Data entries:
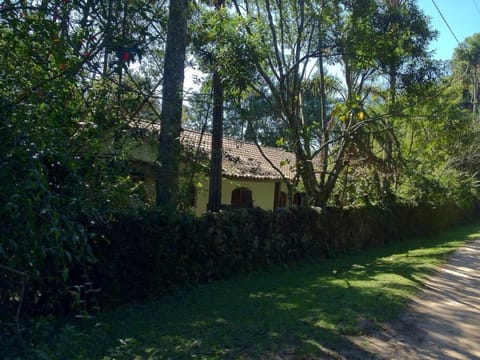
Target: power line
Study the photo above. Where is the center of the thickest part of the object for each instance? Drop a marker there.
(445, 21)
(476, 6)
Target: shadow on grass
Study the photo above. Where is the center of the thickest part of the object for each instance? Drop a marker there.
(303, 312)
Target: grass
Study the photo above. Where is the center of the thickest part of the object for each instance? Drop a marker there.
(292, 312)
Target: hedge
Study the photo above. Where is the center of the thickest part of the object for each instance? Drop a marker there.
(151, 252)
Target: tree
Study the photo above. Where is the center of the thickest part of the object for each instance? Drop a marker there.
(171, 116)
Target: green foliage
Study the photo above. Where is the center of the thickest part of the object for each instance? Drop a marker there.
(153, 251)
(230, 45)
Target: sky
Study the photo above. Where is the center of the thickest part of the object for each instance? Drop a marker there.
(463, 16)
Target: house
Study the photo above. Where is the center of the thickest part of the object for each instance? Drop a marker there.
(252, 175)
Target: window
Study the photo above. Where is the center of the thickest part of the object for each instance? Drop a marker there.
(279, 197)
(242, 198)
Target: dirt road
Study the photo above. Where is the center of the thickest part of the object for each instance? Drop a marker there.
(443, 321)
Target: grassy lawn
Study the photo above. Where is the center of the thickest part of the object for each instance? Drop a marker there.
(282, 313)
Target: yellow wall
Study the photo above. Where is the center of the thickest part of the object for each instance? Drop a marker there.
(262, 193)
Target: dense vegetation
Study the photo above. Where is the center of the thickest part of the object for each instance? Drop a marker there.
(347, 85)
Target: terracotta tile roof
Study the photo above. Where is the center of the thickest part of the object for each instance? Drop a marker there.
(240, 159)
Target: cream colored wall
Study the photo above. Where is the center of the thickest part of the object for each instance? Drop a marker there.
(262, 193)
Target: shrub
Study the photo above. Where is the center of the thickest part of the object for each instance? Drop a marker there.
(155, 250)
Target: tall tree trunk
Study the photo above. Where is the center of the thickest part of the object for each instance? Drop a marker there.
(215, 185)
(171, 116)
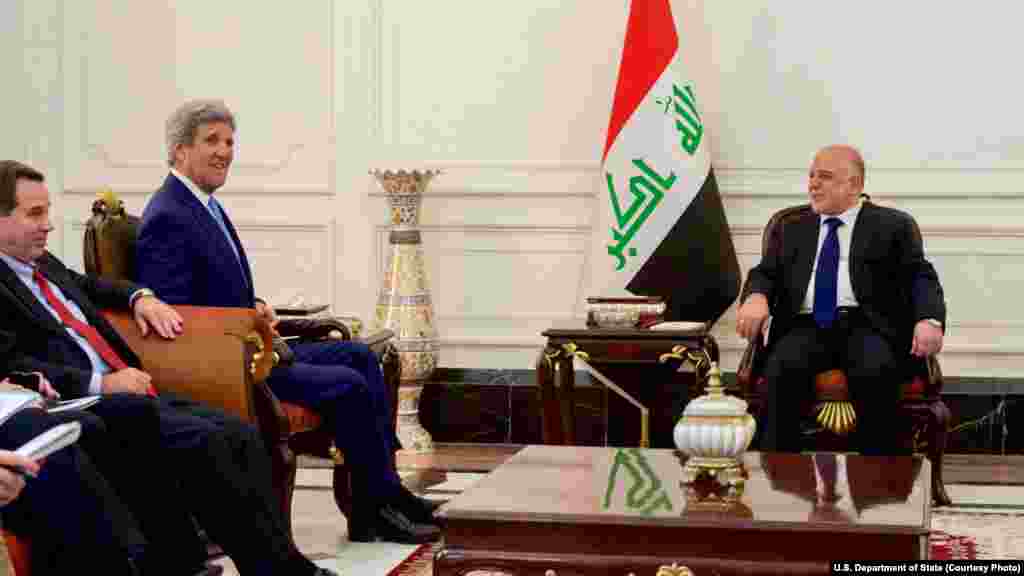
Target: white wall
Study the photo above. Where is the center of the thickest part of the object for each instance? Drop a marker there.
(512, 99)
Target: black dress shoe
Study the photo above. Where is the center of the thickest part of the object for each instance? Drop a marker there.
(393, 526)
(211, 570)
(417, 509)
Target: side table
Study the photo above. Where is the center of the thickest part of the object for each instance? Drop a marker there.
(630, 358)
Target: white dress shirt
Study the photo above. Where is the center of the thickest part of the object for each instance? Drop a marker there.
(24, 272)
(203, 197)
(845, 233)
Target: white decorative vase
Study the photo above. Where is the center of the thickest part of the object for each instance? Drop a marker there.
(404, 304)
(715, 430)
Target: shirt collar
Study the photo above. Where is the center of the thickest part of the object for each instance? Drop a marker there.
(19, 268)
(848, 217)
(203, 197)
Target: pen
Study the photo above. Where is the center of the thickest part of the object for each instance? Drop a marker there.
(18, 470)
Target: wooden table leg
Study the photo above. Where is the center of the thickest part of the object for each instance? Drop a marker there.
(551, 424)
(566, 392)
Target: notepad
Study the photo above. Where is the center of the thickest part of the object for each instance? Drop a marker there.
(50, 441)
(76, 404)
(12, 402)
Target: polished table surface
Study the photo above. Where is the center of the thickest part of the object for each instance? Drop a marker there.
(572, 484)
(586, 509)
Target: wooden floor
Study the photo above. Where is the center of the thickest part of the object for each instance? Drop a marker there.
(957, 468)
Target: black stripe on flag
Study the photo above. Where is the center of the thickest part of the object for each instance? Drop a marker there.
(694, 269)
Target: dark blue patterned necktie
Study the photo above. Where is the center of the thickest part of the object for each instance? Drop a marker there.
(217, 211)
(826, 277)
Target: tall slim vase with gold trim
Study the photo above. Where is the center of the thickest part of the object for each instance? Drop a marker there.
(404, 305)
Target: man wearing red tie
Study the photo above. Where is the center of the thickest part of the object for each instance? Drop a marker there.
(199, 461)
(848, 286)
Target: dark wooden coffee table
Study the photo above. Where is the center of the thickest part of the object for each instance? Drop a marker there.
(584, 510)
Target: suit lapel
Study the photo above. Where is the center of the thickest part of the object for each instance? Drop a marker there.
(27, 300)
(806, 243)
(214, 237)
(56, 275)
(861, 234)
(242, 252)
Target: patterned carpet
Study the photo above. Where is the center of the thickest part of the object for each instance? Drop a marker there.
(996, 535)
(955, 535)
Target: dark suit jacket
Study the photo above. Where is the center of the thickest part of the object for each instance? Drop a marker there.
(42, 343)
(184, 257)
(893, 283)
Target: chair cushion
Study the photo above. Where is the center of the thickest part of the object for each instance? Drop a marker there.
(301, 418)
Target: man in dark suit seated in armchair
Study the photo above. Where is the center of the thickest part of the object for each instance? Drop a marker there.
(188, 252)
(847, 286)
(218, 464)
(90, 507)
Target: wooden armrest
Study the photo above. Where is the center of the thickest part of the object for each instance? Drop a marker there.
(299, 311)
(216, 361)
(377, 338)
(313, 328)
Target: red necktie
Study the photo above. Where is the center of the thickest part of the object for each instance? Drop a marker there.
(93, 336)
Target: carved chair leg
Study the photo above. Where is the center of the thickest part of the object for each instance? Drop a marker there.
(283, 465)
(343, 489)
(939, 417)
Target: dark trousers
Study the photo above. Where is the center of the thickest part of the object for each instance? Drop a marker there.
(342, 380)
(871, 367)
(222, 469)
(170, 460)
(77, 521)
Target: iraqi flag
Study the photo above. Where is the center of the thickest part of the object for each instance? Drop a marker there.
(662, 228)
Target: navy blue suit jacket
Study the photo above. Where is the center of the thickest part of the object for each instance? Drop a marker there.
(42, 343)
(893, 282)
(184, 257)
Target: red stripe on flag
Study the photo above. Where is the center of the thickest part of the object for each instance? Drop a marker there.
(650, 44)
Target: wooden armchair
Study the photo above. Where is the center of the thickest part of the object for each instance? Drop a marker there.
(287, 428)
(921, 398)
(222, 359)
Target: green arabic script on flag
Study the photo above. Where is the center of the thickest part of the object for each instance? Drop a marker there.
(645, 493)
(647, 189)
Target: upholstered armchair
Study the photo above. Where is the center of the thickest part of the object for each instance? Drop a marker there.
(921, 399)
(287, 428)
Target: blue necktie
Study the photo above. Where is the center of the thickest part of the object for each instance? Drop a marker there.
(826, 277)
(218, 214)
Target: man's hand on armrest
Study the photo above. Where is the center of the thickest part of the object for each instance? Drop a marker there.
(151, 312)
(927, 338)
(751, 316)
(129, 380)
(267, 313)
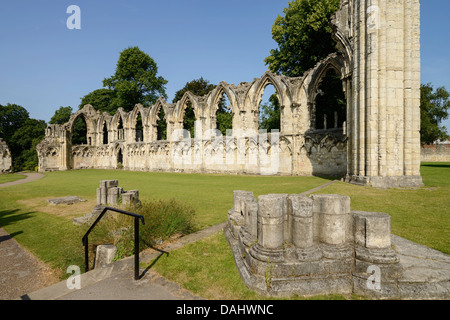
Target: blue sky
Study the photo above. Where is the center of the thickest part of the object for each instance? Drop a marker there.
(45, 65)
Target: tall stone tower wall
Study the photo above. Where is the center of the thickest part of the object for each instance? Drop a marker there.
(378, 144)
(380, 42)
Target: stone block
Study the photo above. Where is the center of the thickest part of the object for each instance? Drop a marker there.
(372, 230)
(104, 255)
(300, 209)
(271, 221)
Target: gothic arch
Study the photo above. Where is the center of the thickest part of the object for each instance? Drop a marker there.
(182, 105)
(333, 62)
(133, 122)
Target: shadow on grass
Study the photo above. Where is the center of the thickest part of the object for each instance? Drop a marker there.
(9, 236)
(9, 217)
(162, 252)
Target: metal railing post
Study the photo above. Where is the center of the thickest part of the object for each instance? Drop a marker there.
(136, 238)
(136, 248)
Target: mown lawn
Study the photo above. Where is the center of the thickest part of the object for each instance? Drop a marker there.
(48, 231)
(11, 177)
(421, 215)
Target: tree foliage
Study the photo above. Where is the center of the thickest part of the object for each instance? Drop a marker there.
(303, 36)
(22, 134)
(198, 87)
(135, 80)
(269, 118)
(101, 100)
(434, 105)
(61, 116)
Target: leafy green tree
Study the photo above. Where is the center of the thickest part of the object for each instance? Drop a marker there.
(101, 100)
(198, 87)
(135, 80)
(434, 105)
(269, 118)
(79, 132)
(61, 116)
(23, 144)
(303, 36)
(12, 117)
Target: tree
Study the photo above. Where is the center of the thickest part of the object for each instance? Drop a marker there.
(135, 80)
(23, 144)
(22, 134)
(269, 118)
(434, 107)
(61, 116)
(198, 87)
(303, 35)
(101, 100)
(12, 117)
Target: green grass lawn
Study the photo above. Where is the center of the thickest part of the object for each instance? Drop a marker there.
(11, 177)
(421, 215)
(207, 267)
(49, 233)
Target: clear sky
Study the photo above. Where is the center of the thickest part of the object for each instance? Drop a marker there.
(45, 65)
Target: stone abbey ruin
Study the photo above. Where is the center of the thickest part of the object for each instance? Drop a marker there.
(375, 141)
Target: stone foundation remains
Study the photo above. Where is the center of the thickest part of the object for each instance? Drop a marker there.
(293, 244)
(109, 194)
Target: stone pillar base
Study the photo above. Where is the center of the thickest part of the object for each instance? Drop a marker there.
(387, 182)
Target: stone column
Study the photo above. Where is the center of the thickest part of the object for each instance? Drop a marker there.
(271, 221)
(300, 208)
(332, 214)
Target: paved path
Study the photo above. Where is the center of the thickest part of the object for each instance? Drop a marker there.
(20, 271)
(30, 177)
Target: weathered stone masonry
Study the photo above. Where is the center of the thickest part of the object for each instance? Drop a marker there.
(378, 144)
(294, 244)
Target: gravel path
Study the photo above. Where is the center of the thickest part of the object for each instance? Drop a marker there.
(20, 271)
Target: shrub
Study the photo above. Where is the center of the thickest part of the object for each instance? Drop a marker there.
(163, 219)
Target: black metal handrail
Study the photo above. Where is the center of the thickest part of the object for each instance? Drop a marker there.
(136, 238)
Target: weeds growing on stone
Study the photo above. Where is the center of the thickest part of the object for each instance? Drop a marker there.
(163, 219)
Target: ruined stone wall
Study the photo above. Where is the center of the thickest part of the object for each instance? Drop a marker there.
(378, 144)
(5, 158)
(298, 149)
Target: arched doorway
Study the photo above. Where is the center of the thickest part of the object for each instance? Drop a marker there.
(119, 159)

Short problem:
Copy the entries word for word, starting at the line that contains "Target: arched doorway" and stopping after the last line of the entries.

Completed exercise:
Target: arched doorway
Study the photo above. Where is the center of the thickest part of the object for each instance? Drop a marker there.
(119, 159)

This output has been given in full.